___ DOCUMENT EXCERPT ___
Nigel Jones

Just how low can our political class sink?

(Photo: ITV)

Observe, this dark weekend, a contrast. On Whitehall, the centre of British government, the Royal Family and leaders of our political class gather to pay solemn tribute at the Cenotaph to those who gave their lives for their country in the two world wars and other conflicts since. In a year that has witnessed the death of our beloved longest reigning monarch and political turbulence involving the rapid turnover of three prime ministers, the annual ceremony is especially poignant and shows Britain at its best.

Meanwhile, on the other side of the world, in Australia’s Springbrook National Park, a party of ‘celebrities’ gathered to watch as Matt Hancock, the former Secretary of State for Health, and the man who presided over the government’s authoritarian response to the Covid pandemic, eagerly dived into a tunnel where liquid excrement was poured over his head on live television, followed by an assortment of what he called ‘creepy-crawlies’ including insects, maggots, and scorpions.

 In dim and distant days we may have disagreed with our politicians but at least we respected them. Today we merely snigger and sneer. 

Later, after enjoying his bushtucker meal of a camel’s penis, a sheep’s vagina and a cow’s anus, Hancock was quizzed by his fellow contestants about the actions that led to the loss of his job last year when he was pictured passionately kissing his lover Gina Coladangelo after telling the nation to observe social distancing and keep well apart, and forbidding us to visit the sick and dying.

Challenged by former pop star Boy George and ITV presenter Charlene White about his hypocrisy when they had been unable to say farewell to elderly relatives dying of Covid, Hancock replied : ‘Yeah. Well, there you go…’ before lamely claiming that his Covid rules were merely ‘guidance’ and that he had broken no law. He then emotionally said that he had come on the show in search of ‘a bit of forgiveness’.

Back in Britain, another leading politician, Sir Gavin Williamson, resigned from the government ‘to clear his name’ after he was accused of bullying behaviour towards colleagues and civil servants. Williamson hotly denies the allegations, but this is his third resignation or dismissal from senior political posts for various reasons, and – to misquote Oscar Wilde – ‘ to lose one job, Mr Williamson, may be regarded as a misfortune, to lose three looks like carelessness’.

Let’s leave aside for a moment the total lack of self-awareness on Hancock’s part over how his actions may appear to others, and Williamson’s repeat offending which show him at the very least to be a nasty piece of work as well as invincibly stupid. We can also ignore Hancock’s probable motive for being willing to look a total prat – or if you prefer, ‘a good sport’ – in front of millions. He is being paid a reported £400,000 for his efforts down under, and with his political career already in the dunny, he took a clear-eyed decision to shed what little was left of his reputation and dignity, ignore his constituents and his job as an MP, not to find forgiveness but to pursue an alternative vocation for the reward of ready money.
___
» EXERCISE DESCRIPTION: Copy the passage of the opinion piece on British politicians verbatim, starting at "Let’s leave aside" and ending at "of ready money.".
___ PROVIDED RECORDS ___
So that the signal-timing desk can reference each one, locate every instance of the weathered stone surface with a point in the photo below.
___
___ PROVIDED RECORDS ___
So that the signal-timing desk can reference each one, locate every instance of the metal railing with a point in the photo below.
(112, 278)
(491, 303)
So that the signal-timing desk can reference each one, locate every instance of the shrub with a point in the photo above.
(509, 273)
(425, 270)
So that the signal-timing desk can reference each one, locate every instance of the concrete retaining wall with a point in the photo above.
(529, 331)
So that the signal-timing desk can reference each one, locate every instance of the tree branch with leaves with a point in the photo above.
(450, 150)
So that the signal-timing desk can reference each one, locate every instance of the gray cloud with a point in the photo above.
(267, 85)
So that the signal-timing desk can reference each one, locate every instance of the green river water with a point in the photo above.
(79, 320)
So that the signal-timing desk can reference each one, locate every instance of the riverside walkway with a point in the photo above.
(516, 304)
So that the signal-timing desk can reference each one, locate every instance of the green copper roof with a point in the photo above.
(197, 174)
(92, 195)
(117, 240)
___
___ PROVIDED RECORDS ___
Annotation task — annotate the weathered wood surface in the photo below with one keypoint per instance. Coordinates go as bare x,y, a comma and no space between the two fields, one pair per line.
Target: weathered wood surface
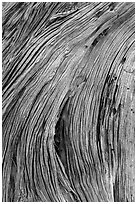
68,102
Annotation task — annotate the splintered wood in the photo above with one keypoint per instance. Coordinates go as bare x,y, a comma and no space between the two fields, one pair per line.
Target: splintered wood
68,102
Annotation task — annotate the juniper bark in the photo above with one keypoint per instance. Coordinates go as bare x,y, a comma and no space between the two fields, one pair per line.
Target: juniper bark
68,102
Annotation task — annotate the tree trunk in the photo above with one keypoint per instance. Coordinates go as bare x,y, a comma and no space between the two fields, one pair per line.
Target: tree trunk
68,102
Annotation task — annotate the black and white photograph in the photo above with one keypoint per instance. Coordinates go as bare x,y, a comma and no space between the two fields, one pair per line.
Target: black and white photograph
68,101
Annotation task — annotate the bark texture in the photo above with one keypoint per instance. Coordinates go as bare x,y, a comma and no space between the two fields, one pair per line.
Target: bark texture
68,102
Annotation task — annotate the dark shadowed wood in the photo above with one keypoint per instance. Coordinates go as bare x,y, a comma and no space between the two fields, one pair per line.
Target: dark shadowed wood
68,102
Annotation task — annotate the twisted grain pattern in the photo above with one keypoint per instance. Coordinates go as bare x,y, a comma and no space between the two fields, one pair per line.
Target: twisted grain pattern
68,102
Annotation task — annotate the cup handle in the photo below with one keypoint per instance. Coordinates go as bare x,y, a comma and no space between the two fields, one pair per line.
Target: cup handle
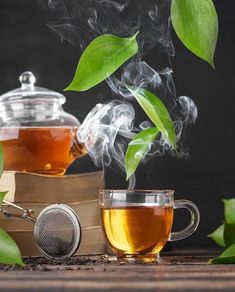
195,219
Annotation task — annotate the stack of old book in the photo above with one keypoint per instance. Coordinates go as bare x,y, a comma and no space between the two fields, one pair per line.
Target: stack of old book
___
» OUTPUT:
Let’s leave aside for a moment the total lack of self-awareness on Hancock’s part over how his actions may appear to others, and Williamson’s repeat offending which show him at the very least to be a nasty piece of work as well as invincibly stupid. We can also ignore Hancock’s probable motive for being willing to look a total prat – or if you prefer, ‘a good sport’ – in front of millions. He is being paid a reported £400,000 for his efforts down under, and with his political career already in the dunny, he took a clear-eyed decision to shed what little was left of his reputation and dignity, ignore his constituents and his job as an MP, not to find forgiveness but to pursue an alternative vocation for the reward of ready money.